:: SUPPLIED DATA ::

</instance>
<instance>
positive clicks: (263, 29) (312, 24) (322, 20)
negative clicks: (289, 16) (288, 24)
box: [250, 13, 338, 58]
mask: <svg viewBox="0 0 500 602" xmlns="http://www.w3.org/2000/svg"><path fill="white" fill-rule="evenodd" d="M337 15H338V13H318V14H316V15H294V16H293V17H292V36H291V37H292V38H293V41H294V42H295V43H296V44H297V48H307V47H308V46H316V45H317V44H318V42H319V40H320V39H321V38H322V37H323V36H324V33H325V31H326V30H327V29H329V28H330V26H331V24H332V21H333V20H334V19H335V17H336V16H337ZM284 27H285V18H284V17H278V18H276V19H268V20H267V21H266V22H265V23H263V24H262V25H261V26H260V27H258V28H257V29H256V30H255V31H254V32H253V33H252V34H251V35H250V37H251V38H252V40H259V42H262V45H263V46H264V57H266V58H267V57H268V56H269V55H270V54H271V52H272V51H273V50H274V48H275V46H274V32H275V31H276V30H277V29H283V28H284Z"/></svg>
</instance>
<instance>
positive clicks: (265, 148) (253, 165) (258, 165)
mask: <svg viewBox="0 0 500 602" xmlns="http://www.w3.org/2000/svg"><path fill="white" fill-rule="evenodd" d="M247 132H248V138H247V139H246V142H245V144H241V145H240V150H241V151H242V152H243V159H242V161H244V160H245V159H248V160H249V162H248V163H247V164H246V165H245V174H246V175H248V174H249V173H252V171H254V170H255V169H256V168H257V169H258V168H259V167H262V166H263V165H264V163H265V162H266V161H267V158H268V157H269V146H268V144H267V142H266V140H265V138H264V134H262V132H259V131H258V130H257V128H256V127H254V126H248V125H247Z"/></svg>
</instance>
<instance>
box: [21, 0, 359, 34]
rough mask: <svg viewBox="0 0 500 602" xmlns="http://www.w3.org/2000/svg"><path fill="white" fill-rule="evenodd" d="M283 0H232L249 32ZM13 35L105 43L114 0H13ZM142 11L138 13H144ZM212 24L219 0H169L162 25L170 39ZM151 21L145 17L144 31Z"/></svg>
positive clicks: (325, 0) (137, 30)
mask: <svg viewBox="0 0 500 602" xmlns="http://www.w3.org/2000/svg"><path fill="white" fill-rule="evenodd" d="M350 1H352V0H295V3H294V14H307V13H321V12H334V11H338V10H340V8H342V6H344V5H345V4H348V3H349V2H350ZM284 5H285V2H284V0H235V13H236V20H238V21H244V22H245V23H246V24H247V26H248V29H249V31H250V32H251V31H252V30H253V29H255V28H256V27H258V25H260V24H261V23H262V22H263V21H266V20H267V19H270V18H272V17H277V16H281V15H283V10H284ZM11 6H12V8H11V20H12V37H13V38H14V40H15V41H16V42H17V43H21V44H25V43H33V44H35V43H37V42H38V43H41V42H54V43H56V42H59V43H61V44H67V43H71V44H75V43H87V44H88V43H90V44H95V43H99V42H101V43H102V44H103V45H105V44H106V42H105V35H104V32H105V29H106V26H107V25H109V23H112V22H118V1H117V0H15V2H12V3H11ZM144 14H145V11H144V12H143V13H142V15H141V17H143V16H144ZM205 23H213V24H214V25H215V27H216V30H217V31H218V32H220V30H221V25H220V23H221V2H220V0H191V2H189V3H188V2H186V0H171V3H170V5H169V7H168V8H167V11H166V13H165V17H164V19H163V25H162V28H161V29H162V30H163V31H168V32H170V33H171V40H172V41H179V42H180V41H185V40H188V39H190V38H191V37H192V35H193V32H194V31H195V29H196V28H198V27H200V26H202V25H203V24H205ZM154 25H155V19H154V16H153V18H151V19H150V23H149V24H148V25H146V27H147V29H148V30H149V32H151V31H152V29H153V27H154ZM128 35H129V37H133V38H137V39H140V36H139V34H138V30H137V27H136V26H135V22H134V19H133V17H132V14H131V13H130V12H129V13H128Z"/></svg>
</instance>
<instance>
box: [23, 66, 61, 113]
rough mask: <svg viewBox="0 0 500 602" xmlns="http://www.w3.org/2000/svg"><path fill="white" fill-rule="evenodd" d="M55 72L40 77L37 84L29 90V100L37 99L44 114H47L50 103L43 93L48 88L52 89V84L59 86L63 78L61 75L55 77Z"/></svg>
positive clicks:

:::

The response should be an exact copy of all the records above.

</instance>
<instance>
positive clicks: (263, 29) (312, 24) (322, 20)
negative clicks: (289, 16) (288, 24)
box: [250, 13, 338, 58]
mask: <svg viewBox="0 0 500 602" xmlns="http://www.w3.org/2000/svg"><path fill="white" fill-rule="evenodd" d="M337 15H338V13H318V14H316V15H294V16H293V17H292V36H291V37H292V38H293V41H294V42H295V43H296V44H297V48H307V47H308V46H316V45H317V44H318V42H319V40H320V39H321V38H322V37H323V36H324V33H325V31H326V30H327V29H329V28H330V26H331V24H332V21H333V20H334V19H335V17H336V16H337ZM284 27H285V18H284V17H278V18H276V19H268V20H267V21H266V22H265V23H263V24H262V25H261V26H260V27H258V28H257V29H256V30H255V31H254V32H253V33H252V34H251V35H250V37H251V38H252V40H259V42H262V45H263V46H264V57H266V58H267V57H268V56H269V55H270V54H271V52H272V51H273V50H274V48H275V46H274V32H275V31H276V30H277V29H283V28H284Z"/></svg>
</instance>
<instance>
positive clicks: (265, 148) (253, 165) (258, 165)
mask: <svg viewBox="0 0 500 602" xmlns="http://www.w3.org/2000/svg"><path fill="white" fill-rule="evenodd" d="M247 132H248V138H247V139H246V142H245V144H241V145H240V150H241V151H242V152H243V159H242V161H244V160H245V159H248V160H249V162H248V163H247V164H246V165H245V174H246V175H248V174H249V173H252V171H254V170H255V169H256V168H257V169H258V168H259V167H262V166H263V165H264V163H265V162H266V161H267V158H268V157H269V146H268V144H267V142H266V140H265V138H264V134H262V132H259V131H258V130H257V128H256V127H254V126H248V125H247Z"/></svg>
</instance>
<instance>
box: [21, 0, 359, 34]
rough mask: <svg viewBox="0 0 500 602" xmlns="http://www.w3.org/2000/svg"><path fill="white" fill-rule="evenodd" d="M283 0H232L249 32ZM13 35L105 43L114 0H13ZM142 11L138 13H144ZM212 24L219 0H169L162 25L170 39ZM151 21L145 17L144 31Z"/></svg>
positive clicks: (325, 0) (137, 30)
mask: <svg viewBox="0 0 500 602" xmlns="http://www.w3.org/2000/svg"><path fill="white" fill-rule="evenodd" d="M350 1H352V0H295V3H294V14H307V13H321V12H334V11H338V10H340V8H342V6H344V5H345V4H348V3H349V2H350ZM284 5H285V2H284V0H235V13H236V20H238V21H244V22H245V23H246V24H247V26H248V29H249V31H250V32H251V31H252V30H253V29H255V28H256V27H258V25H260V24H261V23H262V22H263V21H266V20H267V19H270V18H272V17H277V16H281V15H283V10H284ZM11 6H12V8H11V20H12V37H13V38H14V40H15V41H16V42H17V43H21V44H25V43H33V44H35V43H37V42H38V43H41V42H54V43H56V42H59V43H61V44H67V43H71V44H75V43H87V44H88V43H90V44H95V43H99V42H101V43H102V44H103V45H105V44H106V42H105V35H104V32H105V29H106V26H107V25H109V23H112V22H118V1H117V0H15V2H12V3H11ZM144 14H145V11H144V12H143V13H142V15H141V17H143V16H144ZM205 23H213V24H214V25H215V27H216V30H217V31H218V32H220V30H221V25H220V23H221V2H220V0H191V2H189V3H188V2H186V0H171V3H170V5H169V7H168V8H167V11H166V13H165V17H164V19H163V25H162V28H161V29H162V30H163V31H168V32H170V33H171V40H172V41H179V42H180V41H185V40H188V39H190V38H191V37H192V35H193V32H194V31H195V29H196V28H198V27H200V26H202V25H203V24H205ZM154 25H155V19H154V16H153V18H151V19H150V23H149V24H148V25H146V27H147V29H148V30H149V32H151V31H152V29H153V27H154ZM128 35H129V37H133V38H137V39H140V36H139V34H138V30H137V27H136V26H135V22H134V19H133V17H132V14H131V13H130V12H129V13H128Z"/></svg>
</instance>
<instance>
box: [23, 66, 61, 113]
rough mask: <svg viewBox="0 0 500 602" xmlns="http://www.w3.org/2000/svg"><path fill="white" fill-rule="evenodd" d="M55 72L40 77L37 84L29 90V100L37 99L44 114H47L50 103L43 93L48 88L52 89V84L59 86L63 78L61 75L55 77Z"/></svg>
positive clicks:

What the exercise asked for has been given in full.